Copy out the part of the passage on reconfigurable systems that begins with "Although there are" and ends with "of nonsynthesizable specifications).", substituting "digital circuits" for "electronic circuits".

* START EXTRACT *

Reconfigurable systems make it possible to create extremely
high-performance implementations for many different types of applications.
While techniques such as logic emulation provide a new tool specifically
for logic designers, many other FPGA-based systems serve as
high-performance replacements for standard computers for everything from
embedded systems to supercomputers.
The creators of these implementations are often software programmers,
not hardware designers. However, if these systems hope to be usable by
software programmers, they must be able to translate applications
described in standard software programming languages into FPGA
realizations. Thus, mapping tools that can synthesize hardware
implementations from C, C++, Fortran or assembly language descriptions
must be developed.
Although there are ways to transform specifications written in
hardware-description languages into electronic circuits, translating a
standard software program into hardware presents extra challenges. HDLs
focus mainly on constructs and semantics that can be efficiently
translated into hardware (though even these languages allow the creation
of nonsynthesizable specifications).
Software programming languages have no such restrictions. For example,
hardware is inherently parallel and HDLs have an execution model that
easily expresses concurrency. Most standard software languages normally
have a sequential execution model, with instructions executing one after
another.

* END EXTRACT *
* START STORED ROWS *

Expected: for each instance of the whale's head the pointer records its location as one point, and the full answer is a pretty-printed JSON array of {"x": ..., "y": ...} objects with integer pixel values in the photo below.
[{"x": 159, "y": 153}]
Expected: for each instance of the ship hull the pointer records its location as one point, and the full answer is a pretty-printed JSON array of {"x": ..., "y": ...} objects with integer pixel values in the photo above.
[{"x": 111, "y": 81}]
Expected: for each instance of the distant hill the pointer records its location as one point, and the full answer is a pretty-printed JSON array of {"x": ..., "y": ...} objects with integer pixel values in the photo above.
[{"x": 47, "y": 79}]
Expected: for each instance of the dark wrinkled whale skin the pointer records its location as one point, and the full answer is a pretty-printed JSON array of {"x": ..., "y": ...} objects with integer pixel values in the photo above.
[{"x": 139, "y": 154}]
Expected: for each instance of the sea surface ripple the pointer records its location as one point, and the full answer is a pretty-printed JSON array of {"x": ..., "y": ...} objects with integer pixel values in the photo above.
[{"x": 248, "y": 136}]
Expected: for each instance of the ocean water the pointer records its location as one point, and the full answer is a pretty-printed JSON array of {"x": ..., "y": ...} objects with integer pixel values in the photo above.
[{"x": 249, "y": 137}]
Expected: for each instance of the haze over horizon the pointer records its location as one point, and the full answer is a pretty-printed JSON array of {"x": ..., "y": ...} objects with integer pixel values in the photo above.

* END STORED ROWS *

TASK SOLUTION |
Although there are ways to transform specifications written in
hardware-description languages into digital circuits, translating a
standard software program into hardware presents extra challenges. HDLs
focus mainly on constructs and semantics that can be efficiently
translated into hardware (though even these languages allow the creation
of nonsynthesizable specifications).